[Data items]
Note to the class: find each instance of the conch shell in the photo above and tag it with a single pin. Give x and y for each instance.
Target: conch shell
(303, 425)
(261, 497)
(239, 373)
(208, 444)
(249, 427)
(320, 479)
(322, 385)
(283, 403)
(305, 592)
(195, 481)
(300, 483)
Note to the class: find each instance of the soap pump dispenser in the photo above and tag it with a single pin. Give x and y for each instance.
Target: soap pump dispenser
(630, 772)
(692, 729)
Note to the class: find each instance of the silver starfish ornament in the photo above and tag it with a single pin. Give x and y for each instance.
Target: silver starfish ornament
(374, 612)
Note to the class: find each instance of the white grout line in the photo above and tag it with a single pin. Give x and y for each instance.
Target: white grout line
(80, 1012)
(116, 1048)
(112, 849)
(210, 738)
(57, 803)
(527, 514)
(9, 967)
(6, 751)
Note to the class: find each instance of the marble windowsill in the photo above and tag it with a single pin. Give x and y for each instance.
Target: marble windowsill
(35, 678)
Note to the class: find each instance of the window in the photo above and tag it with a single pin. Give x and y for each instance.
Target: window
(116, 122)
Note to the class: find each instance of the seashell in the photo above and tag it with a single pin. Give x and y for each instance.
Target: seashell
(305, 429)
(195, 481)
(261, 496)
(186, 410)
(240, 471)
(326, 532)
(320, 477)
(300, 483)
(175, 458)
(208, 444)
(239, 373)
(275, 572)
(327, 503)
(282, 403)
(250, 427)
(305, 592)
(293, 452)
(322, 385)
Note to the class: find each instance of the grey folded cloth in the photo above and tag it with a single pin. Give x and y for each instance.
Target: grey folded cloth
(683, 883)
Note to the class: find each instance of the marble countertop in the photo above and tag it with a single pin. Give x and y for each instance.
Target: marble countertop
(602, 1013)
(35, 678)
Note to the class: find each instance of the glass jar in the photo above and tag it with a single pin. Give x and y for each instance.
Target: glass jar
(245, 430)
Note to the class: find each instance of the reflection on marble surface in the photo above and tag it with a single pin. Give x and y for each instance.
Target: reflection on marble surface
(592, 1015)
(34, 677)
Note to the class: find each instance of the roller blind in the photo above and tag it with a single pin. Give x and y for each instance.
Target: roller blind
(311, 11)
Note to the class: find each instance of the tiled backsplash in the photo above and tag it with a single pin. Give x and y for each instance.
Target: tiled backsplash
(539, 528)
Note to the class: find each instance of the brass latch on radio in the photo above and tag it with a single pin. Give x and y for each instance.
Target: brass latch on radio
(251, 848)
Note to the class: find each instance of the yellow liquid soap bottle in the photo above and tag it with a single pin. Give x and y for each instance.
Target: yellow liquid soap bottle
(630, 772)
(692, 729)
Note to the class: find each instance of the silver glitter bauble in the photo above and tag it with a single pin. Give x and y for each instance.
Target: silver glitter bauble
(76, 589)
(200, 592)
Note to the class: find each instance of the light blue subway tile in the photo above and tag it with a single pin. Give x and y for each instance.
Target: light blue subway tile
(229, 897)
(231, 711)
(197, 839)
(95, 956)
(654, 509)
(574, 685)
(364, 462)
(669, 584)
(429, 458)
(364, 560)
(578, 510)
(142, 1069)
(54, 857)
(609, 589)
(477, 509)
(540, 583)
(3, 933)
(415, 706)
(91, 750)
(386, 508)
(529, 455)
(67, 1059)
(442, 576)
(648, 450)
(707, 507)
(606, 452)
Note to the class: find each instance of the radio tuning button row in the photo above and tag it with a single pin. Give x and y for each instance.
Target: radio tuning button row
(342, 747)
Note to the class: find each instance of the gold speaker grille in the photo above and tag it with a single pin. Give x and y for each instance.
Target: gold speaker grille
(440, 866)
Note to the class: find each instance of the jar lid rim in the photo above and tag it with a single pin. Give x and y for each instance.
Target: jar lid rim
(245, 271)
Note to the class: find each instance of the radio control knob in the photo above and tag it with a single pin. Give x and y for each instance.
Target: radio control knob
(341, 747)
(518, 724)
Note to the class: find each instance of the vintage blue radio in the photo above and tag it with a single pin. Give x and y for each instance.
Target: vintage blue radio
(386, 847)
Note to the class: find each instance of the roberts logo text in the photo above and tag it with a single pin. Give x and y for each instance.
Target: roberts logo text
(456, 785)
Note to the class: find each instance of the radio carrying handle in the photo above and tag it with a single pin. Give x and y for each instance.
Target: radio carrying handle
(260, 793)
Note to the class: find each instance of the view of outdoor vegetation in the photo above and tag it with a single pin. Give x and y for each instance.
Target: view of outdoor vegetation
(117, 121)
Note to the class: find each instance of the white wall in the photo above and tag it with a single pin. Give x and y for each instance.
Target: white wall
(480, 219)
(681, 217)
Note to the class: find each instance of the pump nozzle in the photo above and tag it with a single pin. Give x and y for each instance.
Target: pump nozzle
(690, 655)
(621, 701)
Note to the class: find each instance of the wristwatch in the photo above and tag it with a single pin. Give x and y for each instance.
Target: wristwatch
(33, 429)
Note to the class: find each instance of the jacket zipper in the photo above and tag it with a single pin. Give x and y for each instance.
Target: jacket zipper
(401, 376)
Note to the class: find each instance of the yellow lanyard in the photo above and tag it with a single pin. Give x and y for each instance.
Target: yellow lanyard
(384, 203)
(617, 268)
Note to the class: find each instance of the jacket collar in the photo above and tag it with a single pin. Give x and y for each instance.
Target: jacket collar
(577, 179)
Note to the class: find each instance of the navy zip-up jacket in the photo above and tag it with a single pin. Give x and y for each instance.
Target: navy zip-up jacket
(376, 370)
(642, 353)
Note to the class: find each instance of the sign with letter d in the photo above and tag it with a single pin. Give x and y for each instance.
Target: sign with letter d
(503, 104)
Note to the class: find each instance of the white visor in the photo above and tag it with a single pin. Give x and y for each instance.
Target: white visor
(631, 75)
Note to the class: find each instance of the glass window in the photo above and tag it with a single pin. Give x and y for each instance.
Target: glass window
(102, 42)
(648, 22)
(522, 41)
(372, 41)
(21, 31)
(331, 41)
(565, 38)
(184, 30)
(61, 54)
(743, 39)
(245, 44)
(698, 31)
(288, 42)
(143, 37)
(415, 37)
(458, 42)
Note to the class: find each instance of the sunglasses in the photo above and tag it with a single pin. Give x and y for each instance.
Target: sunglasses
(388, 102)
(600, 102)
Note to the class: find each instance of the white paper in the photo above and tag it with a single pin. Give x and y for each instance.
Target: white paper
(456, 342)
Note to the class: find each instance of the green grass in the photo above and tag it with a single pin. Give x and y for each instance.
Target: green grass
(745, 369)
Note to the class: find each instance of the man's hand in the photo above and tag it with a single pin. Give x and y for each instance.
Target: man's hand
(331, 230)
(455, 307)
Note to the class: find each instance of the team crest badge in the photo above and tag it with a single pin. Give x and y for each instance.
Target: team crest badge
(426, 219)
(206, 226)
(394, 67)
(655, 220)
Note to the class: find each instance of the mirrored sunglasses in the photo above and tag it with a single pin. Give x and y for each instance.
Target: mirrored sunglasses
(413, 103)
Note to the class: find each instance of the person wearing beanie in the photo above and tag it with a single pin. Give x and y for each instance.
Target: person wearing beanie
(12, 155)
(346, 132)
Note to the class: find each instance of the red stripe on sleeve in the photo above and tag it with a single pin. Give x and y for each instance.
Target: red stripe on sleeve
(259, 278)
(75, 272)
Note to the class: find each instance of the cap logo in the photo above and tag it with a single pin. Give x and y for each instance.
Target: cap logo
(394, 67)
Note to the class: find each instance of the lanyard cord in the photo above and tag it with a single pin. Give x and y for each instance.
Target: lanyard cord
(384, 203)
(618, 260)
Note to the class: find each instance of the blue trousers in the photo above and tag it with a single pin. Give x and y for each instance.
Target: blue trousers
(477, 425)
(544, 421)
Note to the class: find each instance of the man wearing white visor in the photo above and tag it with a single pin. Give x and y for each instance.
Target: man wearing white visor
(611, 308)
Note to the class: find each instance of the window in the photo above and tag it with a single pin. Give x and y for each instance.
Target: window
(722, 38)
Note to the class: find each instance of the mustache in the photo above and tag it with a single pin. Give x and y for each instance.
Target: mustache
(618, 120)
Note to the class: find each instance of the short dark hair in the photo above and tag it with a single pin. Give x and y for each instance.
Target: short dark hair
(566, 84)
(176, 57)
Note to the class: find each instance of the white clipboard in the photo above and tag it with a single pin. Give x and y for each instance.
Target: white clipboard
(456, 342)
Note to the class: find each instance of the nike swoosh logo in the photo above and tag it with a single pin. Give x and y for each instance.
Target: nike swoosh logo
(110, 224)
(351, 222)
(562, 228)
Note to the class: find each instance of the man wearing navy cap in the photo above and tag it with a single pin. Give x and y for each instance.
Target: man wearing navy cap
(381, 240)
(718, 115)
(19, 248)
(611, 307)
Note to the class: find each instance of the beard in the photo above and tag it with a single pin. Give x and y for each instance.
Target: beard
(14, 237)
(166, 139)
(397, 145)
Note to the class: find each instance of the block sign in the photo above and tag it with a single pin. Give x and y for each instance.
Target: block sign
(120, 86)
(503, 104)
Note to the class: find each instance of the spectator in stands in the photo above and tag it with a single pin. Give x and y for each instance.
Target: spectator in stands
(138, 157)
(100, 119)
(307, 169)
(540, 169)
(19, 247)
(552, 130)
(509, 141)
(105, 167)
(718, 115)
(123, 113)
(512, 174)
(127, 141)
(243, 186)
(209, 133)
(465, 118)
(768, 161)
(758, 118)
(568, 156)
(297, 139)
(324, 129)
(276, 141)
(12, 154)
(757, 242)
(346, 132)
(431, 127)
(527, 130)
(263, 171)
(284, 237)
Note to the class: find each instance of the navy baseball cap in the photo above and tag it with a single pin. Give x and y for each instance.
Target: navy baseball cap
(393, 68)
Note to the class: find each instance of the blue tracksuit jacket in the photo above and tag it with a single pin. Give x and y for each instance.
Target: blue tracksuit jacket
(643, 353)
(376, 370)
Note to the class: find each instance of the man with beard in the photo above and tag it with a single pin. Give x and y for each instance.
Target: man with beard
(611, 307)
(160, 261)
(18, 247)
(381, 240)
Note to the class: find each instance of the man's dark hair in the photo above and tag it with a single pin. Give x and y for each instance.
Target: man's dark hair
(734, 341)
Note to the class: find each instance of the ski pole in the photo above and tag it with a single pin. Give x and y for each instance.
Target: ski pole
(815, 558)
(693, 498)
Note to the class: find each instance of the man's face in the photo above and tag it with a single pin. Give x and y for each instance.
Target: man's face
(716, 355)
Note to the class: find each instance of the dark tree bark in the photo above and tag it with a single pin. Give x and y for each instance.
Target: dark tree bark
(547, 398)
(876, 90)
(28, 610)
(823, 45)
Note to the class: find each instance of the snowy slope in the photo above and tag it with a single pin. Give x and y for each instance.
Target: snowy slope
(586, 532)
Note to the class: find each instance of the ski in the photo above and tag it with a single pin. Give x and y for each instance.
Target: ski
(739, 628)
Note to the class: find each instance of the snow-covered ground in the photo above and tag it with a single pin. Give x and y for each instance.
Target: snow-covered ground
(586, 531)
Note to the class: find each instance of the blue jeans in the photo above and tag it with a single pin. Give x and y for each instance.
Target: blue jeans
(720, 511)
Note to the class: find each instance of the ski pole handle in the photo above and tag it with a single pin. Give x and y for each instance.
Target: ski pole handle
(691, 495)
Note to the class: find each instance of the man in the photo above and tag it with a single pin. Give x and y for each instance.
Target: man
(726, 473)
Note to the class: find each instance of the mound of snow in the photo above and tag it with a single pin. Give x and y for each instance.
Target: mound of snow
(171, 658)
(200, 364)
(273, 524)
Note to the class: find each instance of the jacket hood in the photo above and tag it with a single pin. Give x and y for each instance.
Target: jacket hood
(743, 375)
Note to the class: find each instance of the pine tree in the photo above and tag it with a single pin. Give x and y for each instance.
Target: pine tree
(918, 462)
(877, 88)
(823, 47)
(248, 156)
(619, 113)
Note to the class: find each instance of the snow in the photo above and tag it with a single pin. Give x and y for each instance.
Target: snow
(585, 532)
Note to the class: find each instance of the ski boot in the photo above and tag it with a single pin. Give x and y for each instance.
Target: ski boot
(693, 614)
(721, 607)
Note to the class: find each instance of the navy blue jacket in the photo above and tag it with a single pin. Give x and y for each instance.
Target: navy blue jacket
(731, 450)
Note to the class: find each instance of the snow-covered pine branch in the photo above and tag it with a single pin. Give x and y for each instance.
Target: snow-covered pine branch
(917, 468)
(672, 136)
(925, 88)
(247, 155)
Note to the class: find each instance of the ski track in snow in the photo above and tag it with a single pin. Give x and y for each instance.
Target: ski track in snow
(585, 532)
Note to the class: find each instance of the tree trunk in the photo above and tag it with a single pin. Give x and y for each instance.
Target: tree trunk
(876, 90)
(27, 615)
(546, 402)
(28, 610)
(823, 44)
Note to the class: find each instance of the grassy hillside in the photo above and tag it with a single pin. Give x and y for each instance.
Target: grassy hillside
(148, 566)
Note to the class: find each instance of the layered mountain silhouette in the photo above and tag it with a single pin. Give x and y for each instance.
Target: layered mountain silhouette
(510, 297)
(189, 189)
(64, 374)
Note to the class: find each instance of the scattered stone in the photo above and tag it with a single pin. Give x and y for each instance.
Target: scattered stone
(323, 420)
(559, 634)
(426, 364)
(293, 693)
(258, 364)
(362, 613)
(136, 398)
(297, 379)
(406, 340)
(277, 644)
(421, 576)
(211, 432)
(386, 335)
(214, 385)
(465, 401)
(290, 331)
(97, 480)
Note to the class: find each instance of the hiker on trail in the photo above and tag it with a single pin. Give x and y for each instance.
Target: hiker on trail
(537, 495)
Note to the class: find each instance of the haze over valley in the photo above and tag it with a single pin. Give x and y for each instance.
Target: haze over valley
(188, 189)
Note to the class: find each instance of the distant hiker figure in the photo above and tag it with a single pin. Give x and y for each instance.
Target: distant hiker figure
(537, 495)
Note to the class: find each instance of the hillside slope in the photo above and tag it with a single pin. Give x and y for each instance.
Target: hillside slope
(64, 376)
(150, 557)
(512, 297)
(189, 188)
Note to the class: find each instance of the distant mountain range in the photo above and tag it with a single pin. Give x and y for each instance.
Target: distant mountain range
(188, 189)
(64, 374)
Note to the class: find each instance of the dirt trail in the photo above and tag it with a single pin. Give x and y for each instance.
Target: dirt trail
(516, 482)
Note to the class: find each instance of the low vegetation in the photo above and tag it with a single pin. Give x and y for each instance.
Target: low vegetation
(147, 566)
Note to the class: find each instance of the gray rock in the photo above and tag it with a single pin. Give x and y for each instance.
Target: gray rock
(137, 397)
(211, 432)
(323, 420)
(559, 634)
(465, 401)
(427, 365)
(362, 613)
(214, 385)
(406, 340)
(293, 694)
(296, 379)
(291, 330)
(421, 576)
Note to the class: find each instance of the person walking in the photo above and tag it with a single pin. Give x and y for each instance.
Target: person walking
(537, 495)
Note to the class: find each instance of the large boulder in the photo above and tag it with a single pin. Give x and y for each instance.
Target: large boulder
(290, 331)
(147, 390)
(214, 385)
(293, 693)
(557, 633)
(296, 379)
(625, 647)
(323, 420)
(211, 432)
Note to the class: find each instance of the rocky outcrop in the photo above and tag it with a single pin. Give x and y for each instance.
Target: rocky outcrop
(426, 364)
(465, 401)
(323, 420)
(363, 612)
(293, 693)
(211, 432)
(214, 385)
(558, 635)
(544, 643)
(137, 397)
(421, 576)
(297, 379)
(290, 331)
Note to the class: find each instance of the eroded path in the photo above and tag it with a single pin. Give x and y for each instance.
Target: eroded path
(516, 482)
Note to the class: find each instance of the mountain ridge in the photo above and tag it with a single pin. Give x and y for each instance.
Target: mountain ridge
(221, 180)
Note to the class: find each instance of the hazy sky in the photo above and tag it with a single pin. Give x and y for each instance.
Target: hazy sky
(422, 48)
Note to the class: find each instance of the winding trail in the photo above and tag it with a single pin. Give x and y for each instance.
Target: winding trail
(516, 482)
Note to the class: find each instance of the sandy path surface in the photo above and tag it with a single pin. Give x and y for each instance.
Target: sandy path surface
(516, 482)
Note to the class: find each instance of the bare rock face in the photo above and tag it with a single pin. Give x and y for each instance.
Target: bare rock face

#### Instructions for the task
Return, unchanged, each line from the line containing "Note to the class: find each instance of the rocky" through the last line of the material.

#### Answer below
Note to the class: find each instance of the rocky outcrop in the photo above and tag it with a single pin. Give x and y for each instance.
Target: rocky outcrop
(426, 364)
(465, 401)
(323, 420)
(363, 612)
(293, 693)
(211, 432)
(214, 385)
(558, 635)
(544, 643)
(137, 397)
(421, 576)
(297, 379)
(290, 331)
Note to the class: find each instance of the eroded path in the photo above and tag it with a single pin. Give x and y for each instance.
Target: eroded path
(516, 482)
Note to the class: find each instance of the mountain ridge in the photo above and tag it with a single pin. Give x and y for each instance.
Target: mountain ridge
(221, 180)
Note to the class: find each instance of the hazy sky in the photo above and tag it with a single pin. Give x and y for each instance.
Target: hazy sky
(422, 48)
Note to the class: find each instance of the winding trail in the photo above and tag it with a single pin. Give x and y for each instance.
Target: winding trail
(516, 482)
Note to the class: find each instance of the sandy path surface in the photo above and tag it with a single pin. Give x and y for each instance.
Target: sandy path surface
(516, 482)
Note to the class: find each instance of the bare rock face in the photo above and tag it with a single pin. Give x and y for each instance.
Target: bare rock face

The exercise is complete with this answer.